**DATASET EXTRACT**
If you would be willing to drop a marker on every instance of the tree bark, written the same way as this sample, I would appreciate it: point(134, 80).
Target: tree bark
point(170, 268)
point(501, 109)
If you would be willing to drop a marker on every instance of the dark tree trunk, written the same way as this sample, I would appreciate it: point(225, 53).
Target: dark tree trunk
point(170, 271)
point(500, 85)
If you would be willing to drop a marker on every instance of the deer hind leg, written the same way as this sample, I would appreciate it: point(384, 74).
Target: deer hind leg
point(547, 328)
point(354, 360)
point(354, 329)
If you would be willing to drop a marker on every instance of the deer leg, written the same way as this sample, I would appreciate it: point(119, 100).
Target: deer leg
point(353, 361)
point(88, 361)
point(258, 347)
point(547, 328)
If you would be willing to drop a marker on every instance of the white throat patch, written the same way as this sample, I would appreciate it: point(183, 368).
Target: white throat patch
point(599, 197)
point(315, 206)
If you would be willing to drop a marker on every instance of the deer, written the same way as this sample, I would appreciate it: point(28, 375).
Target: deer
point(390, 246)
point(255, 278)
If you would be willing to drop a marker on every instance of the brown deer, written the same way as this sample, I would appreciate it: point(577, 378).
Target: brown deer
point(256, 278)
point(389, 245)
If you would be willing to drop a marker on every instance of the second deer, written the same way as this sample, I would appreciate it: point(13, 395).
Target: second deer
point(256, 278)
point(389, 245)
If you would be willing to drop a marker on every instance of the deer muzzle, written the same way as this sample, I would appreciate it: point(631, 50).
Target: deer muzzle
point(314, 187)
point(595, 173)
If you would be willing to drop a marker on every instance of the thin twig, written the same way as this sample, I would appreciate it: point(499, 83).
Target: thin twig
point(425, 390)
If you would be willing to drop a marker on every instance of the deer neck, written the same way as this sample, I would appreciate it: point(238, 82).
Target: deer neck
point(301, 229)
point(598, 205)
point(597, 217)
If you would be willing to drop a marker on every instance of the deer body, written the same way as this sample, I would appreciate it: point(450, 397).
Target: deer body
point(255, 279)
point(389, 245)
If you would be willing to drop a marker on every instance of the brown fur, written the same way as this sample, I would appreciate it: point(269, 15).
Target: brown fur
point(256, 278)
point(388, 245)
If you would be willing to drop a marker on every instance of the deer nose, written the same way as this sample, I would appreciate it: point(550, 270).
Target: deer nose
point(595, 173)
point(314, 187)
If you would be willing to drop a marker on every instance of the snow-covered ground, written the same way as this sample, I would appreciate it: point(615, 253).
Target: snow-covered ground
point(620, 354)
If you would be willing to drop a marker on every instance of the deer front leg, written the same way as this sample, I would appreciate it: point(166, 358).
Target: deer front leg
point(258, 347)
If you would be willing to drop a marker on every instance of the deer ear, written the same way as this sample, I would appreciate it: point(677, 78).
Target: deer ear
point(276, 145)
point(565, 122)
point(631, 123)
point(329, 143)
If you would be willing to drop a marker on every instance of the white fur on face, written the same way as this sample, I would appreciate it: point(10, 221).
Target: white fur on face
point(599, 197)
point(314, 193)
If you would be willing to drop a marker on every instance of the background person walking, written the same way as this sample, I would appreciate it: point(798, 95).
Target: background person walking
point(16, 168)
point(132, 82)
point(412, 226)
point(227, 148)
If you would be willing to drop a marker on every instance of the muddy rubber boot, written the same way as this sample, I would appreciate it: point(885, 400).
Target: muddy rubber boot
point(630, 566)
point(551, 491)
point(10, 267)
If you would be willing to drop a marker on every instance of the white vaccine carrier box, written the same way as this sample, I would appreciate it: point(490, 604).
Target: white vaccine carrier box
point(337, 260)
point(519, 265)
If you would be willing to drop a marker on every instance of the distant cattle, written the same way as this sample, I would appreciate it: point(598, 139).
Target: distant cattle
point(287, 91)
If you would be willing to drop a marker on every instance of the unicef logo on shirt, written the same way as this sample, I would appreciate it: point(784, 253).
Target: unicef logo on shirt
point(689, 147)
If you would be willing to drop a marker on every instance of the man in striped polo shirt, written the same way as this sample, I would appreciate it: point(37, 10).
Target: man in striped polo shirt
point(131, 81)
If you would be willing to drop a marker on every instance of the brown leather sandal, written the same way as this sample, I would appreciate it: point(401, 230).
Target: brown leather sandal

**REQUIREMENT**
Reproduce all of the entries above word for word, changing nothing.

**WRITTEN REPLY**
If you would be willing to drop a marker on every instance of the tree bark, written the same way as this sample, I would appreciate it: point(134, 80).
Target: tree bark
point(170, 268)
point(501, 109)
If you would be willing to drop a marker on every instance of the dark tree trunk, written the same way as this sample, I would appreciate it: point(225, 53).
Target: dark tree trunk
point(170, 271)
point(500, 85)
If you would be willing to drop a marker on every instance of the deer hind leg, written the same way as this sample, I would appreciate it: point(384, 74).
Target: deer hind leg
point(547, 328)
point(354, 360)
point(354, 329)
If you would be willing to drop a marker on every instance of the deer leg, written the same way as this sample, I would appreciate it: point(119, 100).
Target: deer leg
point(353, 361)
point(88, 361)
point(258, 347)
point(547, 328)
If you would be willing to drop a marker on every instance of the white throat patch, written the same way as this sample, I would appreciate it: point(183, 368).
Target: white throat patch
point(599, 197)
point(315, 206)
If you would be willing to drop a marker on every instance of the deer, written the same way as this sample, I would appreciate it: point(28, 375).
Target: deer
point(390, 246)
point(255, 278)
If you would be willing to drop a marker on every instance of the brown deer, written the same way as this sample, I would appreciate it: point(577, 378).
Target: brown deer
point(256, 278)
point(389, 245)
If you would be willing to drop a marker on every instance of the second deer, written the same way as this sample, I would appreciate it: point(13, 395).
Target: second deer
point(256, 278)
point(389, 245)
If you would be willing to drop a marker on every instance of the deer muzzle, written the same way as this sample, I would appreciate it: point(631, 50).
Target: deer muzzle
point(314, 187)
point(595, 173)
If you would be willing to drop a marker on every instance of the thin twig, written the same way as this sample, I would appreciate it: point(499, 83).
Target: thin twig
point(425, 390)
If you would be willing to drop a marker on every instance of the deer neck, written the same way as this sample, I would appreciate it: point(238, 82).
Target: deer neck
point(301, 229)
point(598, 205)
point(597, 217)
If you would be willing to drop a marker on every instance of the deer body, written the same way as this sample, I would appreciate it: point(450, 397).
Target: deer body
point(255, 279)
point(389, 245)
If you would be willing to drop a marker on every instance of the brown fur, written the same way as this sample, I would appreciate it: point(269, 15).
Target: brown fur
point(256, 278)
point(388, 245)
If you would be willing to drop a marker on every instance of the deer nose, written the same way as this sample, I would appreciate it: point(550, 270).
Target: deer nose
point(595, 173)
point(314, 187)
If you would be willing to drop a marker on every instance of the snow-covered ground, written the same way as this sample, I would appreciate it: point(615, 253).
Target: snow-covered ground
point(620, 354)
If you would be willing to drop a marker on every instance of the deer front leg, written the same way as this sample, I would appreciate it: point(166, 358).
Target: deer front leg
point(258, 347)
If you would be willing to drop a marker on every instance of the deer ear, written the same way as this sample, I would appreciate it: point(677, 78).
Target: deer ear
point(276, 145)
point(565, 122)
point(631, 123)
point(329, 143)
If you would be willing to drop a marker on every instance of the white fur on face, written the same way as this sample, I would appreciate it: point(10, 221).
Target: white fur on face
point(599, 197)
point(314, 193)
If you would be willing to drop a marker on every instance of the background person walking, written the same way as this sample, I would appreciate it: point(798, 95).
Target: background person walking
point(16, 168)
point(132, 82)
point(412, 226)
point(227, 148)
If you would be willing to drop a marker on every instance of the muddy rubber boot, written the same way as this sample, I would appreciate it: point(885, 400).
Target: muddy rubber boot
point(630, 566)
point(551, 491)
point(10, 267)
If you would be willing to drop a marker on every instance of the white vaccine carrier box, written the same way as this sample, I would appreciate it: point(490, 604).
Target: white vaccine carrier box
point(337, 260)
point(519, 265)
If you would be willing to drop a marker on every instance of the distant cattle, written the same way as this sample, I would appreciate it: point(598, 139).
Target: distant cattle
point(287, 91)
If you would be willing to drop a marker on every instance of the unicef logo on shirt, written the same way as this sample, I would appreciate it: point(784, 253).
Target: unicef logo on shirt
point(689, 147)
If you would be willing to drop a marker on every instance of the man in striped polo shirt, written the same way as this sample, I would appreciate it: point(37, 10).
Target: man in striped polo shirt
point(131, 81)
If you would be willing to drop a marker on every instance of the brown leather sandal, written the same way as this sample, I would appreciate it: point(401, 230).
Target: brown leather sandal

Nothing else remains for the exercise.